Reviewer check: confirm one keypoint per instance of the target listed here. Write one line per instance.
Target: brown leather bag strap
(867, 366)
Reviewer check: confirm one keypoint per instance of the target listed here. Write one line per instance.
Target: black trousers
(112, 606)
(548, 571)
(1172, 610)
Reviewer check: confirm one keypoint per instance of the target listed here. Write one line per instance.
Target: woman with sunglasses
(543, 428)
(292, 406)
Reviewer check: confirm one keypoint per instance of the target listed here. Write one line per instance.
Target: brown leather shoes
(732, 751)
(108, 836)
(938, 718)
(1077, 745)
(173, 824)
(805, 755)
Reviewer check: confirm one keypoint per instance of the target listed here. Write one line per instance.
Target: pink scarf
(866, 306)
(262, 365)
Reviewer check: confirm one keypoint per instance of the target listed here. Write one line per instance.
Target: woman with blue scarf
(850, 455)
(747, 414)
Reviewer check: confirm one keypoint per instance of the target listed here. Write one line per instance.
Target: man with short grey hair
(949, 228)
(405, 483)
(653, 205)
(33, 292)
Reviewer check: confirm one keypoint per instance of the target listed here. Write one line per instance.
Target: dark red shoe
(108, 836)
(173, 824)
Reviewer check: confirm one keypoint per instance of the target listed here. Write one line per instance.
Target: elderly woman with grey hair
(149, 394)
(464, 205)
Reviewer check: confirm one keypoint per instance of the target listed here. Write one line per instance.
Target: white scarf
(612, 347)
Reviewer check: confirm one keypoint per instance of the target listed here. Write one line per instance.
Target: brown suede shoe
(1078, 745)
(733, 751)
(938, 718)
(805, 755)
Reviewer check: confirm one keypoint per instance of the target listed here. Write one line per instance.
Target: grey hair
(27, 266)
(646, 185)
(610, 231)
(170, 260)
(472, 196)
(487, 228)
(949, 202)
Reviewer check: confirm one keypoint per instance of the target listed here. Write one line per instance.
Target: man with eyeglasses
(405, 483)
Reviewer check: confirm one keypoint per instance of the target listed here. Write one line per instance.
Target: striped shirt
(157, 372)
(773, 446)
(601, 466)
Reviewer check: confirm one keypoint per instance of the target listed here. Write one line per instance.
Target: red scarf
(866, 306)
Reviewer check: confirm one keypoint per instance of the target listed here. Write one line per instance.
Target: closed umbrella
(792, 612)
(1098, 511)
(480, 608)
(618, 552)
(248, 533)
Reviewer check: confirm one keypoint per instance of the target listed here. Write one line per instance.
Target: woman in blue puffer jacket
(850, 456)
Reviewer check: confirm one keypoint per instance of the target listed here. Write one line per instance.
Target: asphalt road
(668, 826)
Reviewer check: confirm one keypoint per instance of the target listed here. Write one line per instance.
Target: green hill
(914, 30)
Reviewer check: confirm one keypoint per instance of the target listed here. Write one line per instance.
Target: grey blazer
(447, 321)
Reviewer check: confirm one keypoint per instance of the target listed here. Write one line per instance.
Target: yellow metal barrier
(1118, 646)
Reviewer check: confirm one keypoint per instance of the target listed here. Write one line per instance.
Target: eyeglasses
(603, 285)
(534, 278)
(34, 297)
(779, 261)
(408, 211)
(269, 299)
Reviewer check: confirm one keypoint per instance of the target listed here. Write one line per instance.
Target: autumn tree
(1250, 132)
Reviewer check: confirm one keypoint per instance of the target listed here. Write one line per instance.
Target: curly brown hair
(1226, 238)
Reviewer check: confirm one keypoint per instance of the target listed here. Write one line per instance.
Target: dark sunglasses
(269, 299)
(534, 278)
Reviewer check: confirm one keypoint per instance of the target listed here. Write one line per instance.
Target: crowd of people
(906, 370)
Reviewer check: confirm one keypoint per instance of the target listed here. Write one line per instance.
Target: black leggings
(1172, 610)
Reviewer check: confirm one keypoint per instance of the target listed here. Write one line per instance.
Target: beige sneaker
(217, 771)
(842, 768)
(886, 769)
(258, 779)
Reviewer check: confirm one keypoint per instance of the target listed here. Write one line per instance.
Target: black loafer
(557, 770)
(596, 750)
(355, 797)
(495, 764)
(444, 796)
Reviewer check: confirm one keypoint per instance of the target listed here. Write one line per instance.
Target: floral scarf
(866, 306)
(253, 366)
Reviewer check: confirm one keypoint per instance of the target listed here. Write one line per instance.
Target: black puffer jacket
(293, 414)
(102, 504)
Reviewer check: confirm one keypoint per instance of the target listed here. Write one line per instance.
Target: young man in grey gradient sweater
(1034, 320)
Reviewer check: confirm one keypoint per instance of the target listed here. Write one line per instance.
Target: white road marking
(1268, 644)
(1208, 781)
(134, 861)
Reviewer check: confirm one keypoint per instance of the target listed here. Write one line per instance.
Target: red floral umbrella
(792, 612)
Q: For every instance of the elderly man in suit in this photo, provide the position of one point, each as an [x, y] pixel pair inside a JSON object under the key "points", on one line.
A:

========================

The request = Copy down the whole of the data above, matching it exactly.

The result =
Reviewer check: confirm one keypoint per instance of the target listed here. Write one line per instance.
Target: brown leather bag strap
(867, 366)
Reviewer check: confirm one keypoint per instance of the target listed here. Write one line per instance.
Target: black trousers
(112, 606)
(548, 571)
(1172, 610)
Reviewer check: confirm one keypoint per instance of the target listed here. Write one line per instance.
Target: woman with sunglasses
(543, 428)
(292, 406)
Reviewer check: confirm one keypoint per instance of the target listed here. Write one line per instance.
Target: brown leather shoes
(732, 751)
(108, 836)
(938, 718)
(1077, 745)
(173, 824)
(805, 755)
Reviewer check: confirm one keypoint per instance of the target listed here. Write one line per instance.
Target: pink scarf
(866, 306)
(262, 365)
Reviewer check: confirm one keypoint per instance of the target listed here. Write one line per instance.
Target: woman with blue scarf
(850, 455)
(747, 414)
Reviewer check: confirm one keypoint per instance of the target listed here. Write one line per instance.
Target: man with short grey hair
(949, 228)
(405, 483)
(653, 205)
(33, 292)
Reviewer check: confirm one keypoint per instance of the target listed here. Write one line per instance.
Target: dark red shoe
(108, 836)
(173, 824)
Reviewer check: confirm one keypoint per instance of the target listed here. Write one line per instance.
Target: elderly woman with grey hair
(149, 394)
(464, 205)
Reviewer check: confirm one keypoint per instance of the target listed here. Write one line per instance.
Target: white scarf
(612, 347)
Reviewer check: confirm one keypoint per instance of the target listed here. Write one line per instance.
Target: brown suede shoe
(1078, 745)
(733, 751)
(938, 718)
(805, 755)
Reviewer check: confirm one keypoint per instance of the target listed here. Write one line per instance.
Target: grey hair
(27, 266)
(646, 185)
(610, 231)
(170, 260)
(472, 196)
(487, 228)
(949, 202)
Reviewer check: confirm one keypoint per instance of the target listed here. Write one line per instance.
Target: man with eyeglasses
(405, 483)
Reviewer check: confirm one keypoint per instance of the target listed here. Write one line per instance.
Target: striped shirt
(157, 372)
(773, 446)
(601, 466)
Reviewer check: confirm one keypoint per instance of the target listed here. Write one line per instance.
Target: red scarf
(866, 306)
Reviewer check: confirm one keypoint per instance of the target listed here. Write one line per instance.
Target: closed umbrella
(792, 612)
(1098, 511)
(480, 608)
(618, 552)
(248, 533)
Reviewer check: confirm one keypoint per instance of the target listed here. Write one line per instance.
Target: woman in blue puffer jacket
(850, 456)
Reviewer check: confirm one keypoint per instance of the target listed here. Write one line per instance.
Target: asphalt road
(668, 826)
Reviewer check: confirm one keypoint per instance of the target listed here. Write one line per instance.
Target: green hill
(914, 30)
Reviewer check: confirm one keypoint per instance of the target listed here. Write one line per instance.
Target: grey blazer
(447, 321)
Reviewer check: confirm one keypoint per instance of the target listed here. Write one line per instance.
Target: yellow metal barrier
(1118, 646)
Reviewer check: confirm one keypoint per instance of the target listed here. Write one line per instance.
Target: eyeglasses
(603, 285)
(534, 278)
(34, 297)
(779, 261)
(408, 211)
(269, 299)
Reviewer check: confirm one keypoint per instance of the target listed here. Write one line per instance.
Target: autumn tree
(1250, 132)
Reviewer check: confirm one keypoint per instance of the target listed here. Write one line per instance.
Target: curly brown hair
(1226, 238)
Reviewer check: confirm one keypoint per instance of the target listed here. Write one line per instance.
Target: dark sunglasses
(269, 299)
(534, 278)
Reviewer check: confirm one keypoint per instance of the target listed here. Write one line per instance.
Target: crowd of people
(906, 370)
Reviewer check: confirm one keypoint per instance of the target listed here. Write one line per instance.
Target: black leggings
(1172, 610)
Reviewer check: confirm one keypoint per instance of the target listed here. Write one line per instance.
Target: beige sneaker
(217, 771)
(842, 768)
(886, 769)
(258, 779)
Reviewer check: confirm one keypoint per instance of the target listed here. Write one line per instance.
Target: black loafer
(557, 770)
(596, 750)
(355, 797)
(495, 764)
(444, 796)
Reviewer check: confirm one keypoint per instance of the target listed here. Write one line per instance.
Target: floral scarf
(866, 306)
(253, 366)
Reviewer check: confirm one keypoint per instance of the target listed here. Write one line per instance.
Target: black puffer jacket
(293, 414)
(102, 504)
Reviewer check: confirm one keypoint per instance of the target listed here. Write one line per instance.
Target: young man in grey gradient sweater
(1034, 320)
Reviewer check: confirm one keypoint per instance of the target listed here. Write one line per instance.
Target: white road marking
(1268, 644)
(1208, 781)
(134, 861)
Reviewer check: confirm one keypoint per instance of the target listed here. Write one line per instance.
Target: red floral umbrella
(792, 612)
Q: For every instance of the elderly man in suit in this photo, provide the position of one point, each as an [x, y] pixel pair inside a JSON object under the key "points", on one line.
A:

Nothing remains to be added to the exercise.